Records for this exercise:
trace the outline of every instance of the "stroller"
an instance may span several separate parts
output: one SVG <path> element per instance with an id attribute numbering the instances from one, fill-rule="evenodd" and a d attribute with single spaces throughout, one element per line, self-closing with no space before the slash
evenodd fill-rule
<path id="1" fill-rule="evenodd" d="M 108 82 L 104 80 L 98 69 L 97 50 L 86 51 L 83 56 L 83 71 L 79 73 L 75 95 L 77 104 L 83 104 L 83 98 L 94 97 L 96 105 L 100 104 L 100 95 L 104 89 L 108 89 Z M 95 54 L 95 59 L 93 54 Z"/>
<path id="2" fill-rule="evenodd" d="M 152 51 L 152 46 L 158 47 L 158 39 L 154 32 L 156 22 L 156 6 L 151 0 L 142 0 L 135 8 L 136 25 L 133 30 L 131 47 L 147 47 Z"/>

Exercise objective: Word for word, restate each of the records above.

Exercise result:
trace the outline of every instance of the "stroller"
an instance may span several separate parts
output: one SVG <path> element per instance with an id attribute numbering the instances from one, fill-rule="evenodd" and a d attribute with single spaces throughout, one element per line, self-closing with no space before the slash
evenodd fill-rule
<path id="1" fill-rule="evenodd" d="M 108 82 L 104 80 L 98 69 L 97 50 L 86 51 L 83 56 L 83 71 L 79 73 L 75 95 L 77 104 L 83 104 L 83 98 L 94 97 L 96 105 L 100 104 L 100 95 L 104 89 L 108 89 Z M 95 54 L 95 59 L 93 54 Z"/>
<path id="2" fill-rule="evenodd" d="M 152 51 L 152 46 L 158 47 L 158 39 L 154 32 L 156 22 L 156 6 L 151 0 L 142 0 L 135 8 L 136 25 L 133 30 L 131 47 L 147 47 Z"/>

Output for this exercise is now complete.